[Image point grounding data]
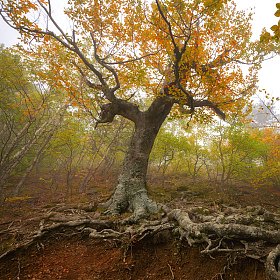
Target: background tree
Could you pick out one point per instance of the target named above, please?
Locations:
(185, 55)
(28, 118)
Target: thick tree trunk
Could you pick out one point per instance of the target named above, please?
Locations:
(130, 192)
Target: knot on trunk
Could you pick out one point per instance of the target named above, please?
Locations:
(108, 113)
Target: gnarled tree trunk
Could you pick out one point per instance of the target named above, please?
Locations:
(130, 192)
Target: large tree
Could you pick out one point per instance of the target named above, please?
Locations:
(184, 57)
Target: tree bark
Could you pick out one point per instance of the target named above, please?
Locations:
(130, 192)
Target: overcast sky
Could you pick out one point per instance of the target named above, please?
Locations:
(263, 17)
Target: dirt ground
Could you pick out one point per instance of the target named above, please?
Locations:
(67, 255)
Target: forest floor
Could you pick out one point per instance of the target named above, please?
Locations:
(68, 255)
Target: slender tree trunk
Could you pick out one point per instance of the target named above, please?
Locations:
(17, 189)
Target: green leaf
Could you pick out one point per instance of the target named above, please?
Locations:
(274, 28)
(277, 14)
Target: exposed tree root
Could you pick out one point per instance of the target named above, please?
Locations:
(234, 231)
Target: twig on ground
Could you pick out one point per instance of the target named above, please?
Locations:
(172, 274)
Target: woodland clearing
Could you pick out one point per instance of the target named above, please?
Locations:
(64, 250)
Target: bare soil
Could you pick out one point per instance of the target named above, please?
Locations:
(67, 255)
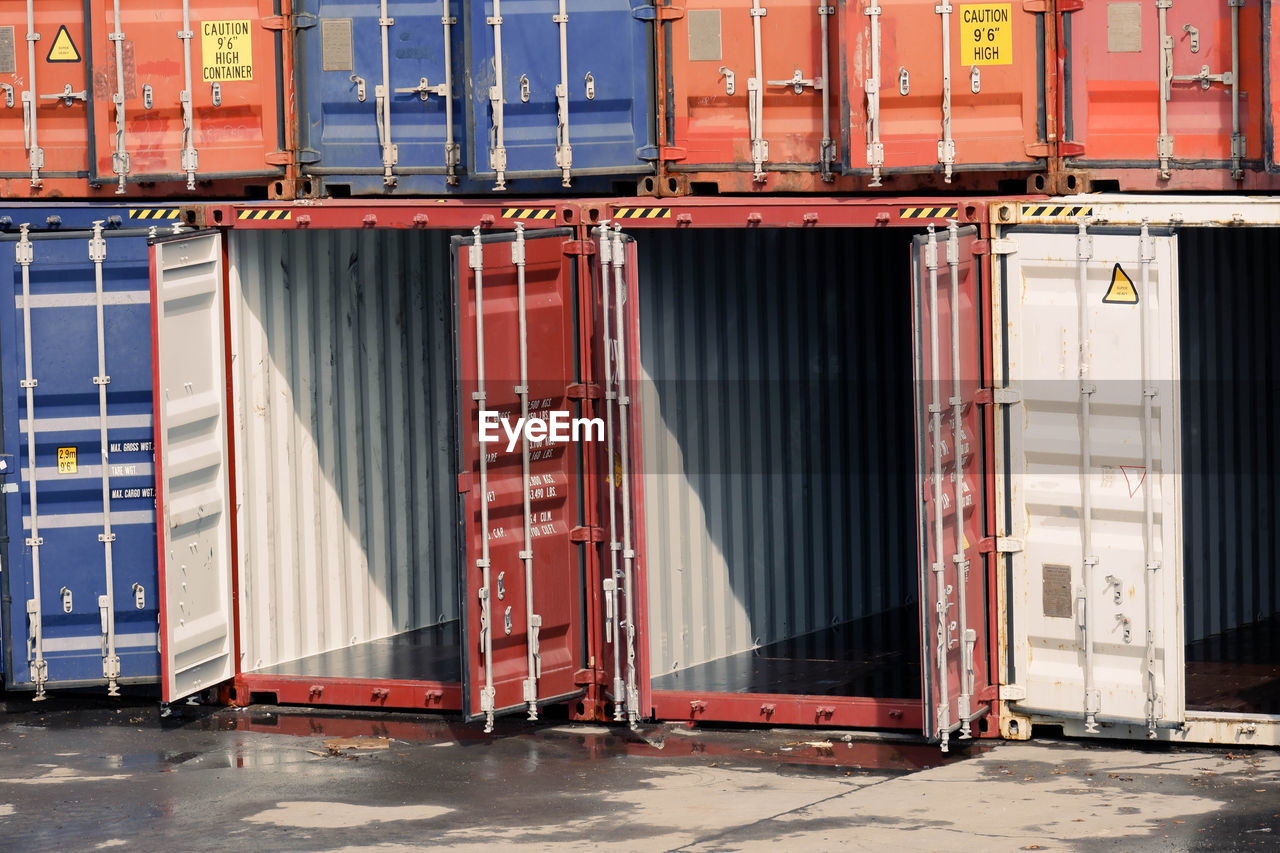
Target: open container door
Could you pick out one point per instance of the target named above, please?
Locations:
(522, 580)
(950, 441)
(197, 647)
(1088, 483)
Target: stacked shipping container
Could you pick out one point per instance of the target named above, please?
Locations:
(750, 543)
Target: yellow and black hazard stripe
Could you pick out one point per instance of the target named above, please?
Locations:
(264, 214)
(529, 213)
(927, 213)
(641, 213)
(1057, 210)
(152, 213)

Problem requirements
Images stay out, but the rest of the records must be retyped exactly.

Answer box
Target: background tree
Could you pick out one point per instance of the target named above, please?
Locations:
(185, 55)
(28, 118)
Target: thick tree trunk
Could you pick out one point per instance of the target named above, please?
Locations:
(130, 192)
Target: knot on trunk
Could you pick out one point per instance of the target named above, please?
Locations:
(108, 113)
Target: gnarled tree trunk
Could you pick out one point per instance of the target named above, please?
Locations:
(130, 192)
Target: large tree
Could you pick out one point per instance of the target named above, please?
Locations:
(184, 57)
Target: tree bark
Could you pick out one point per instance of the target named above, please?
Locations:
(130, 192)
Target: overcast sky
Could you pick out one point per instance of the target named above, please?
Locations:
(263, 17)
Target: dirt ground
Could you pick out one point per instance of the target named above, please?
Locations:
(67, 255)
Target: forest floor
Could you pick out one point per instance of the target named above, please?
Locations:
(68, 255)
Target: slender tree trunk
Could you pick out one point per instance of the target named above, please?
Locations:
(17, 189)
Target: green leaf
Could you pick out one point per instance of the target named above, please?
Locations:
(274, 28)
(277, 14)
Target: exposed tree root
Could you pick out one point per instance of the target named above, please?
Locations:
(234, 231)
Target: twig on ground
Could you pick out one point per instance of the target named above, please?
Locations:
(172, 274)
Target: woodland clearing
Could you pick out one point per instance of the target named above, please?
Locations:
(64, 250)
Target: bare soil
Could you pick out one point per instance of the target named above, please?
Locations:
(67, 255)
Target: open container door
Could you pick out one point per instance of the target named above, please?
Locations:
(522, 580)
(950, 441)
(197, 647)
(1088, 483)
Target: stacked shipping container
Could you pick out one point per instance of the target named above, please?
Locations:
(750, 543)
Target: yellow and black hazard stripe
Could you pick out one point per instance of the target named above, please?
Locations:
(264, 214)
(529, 213)
(927, 213)
(641, 213)
(1057, 210)
(152, 213)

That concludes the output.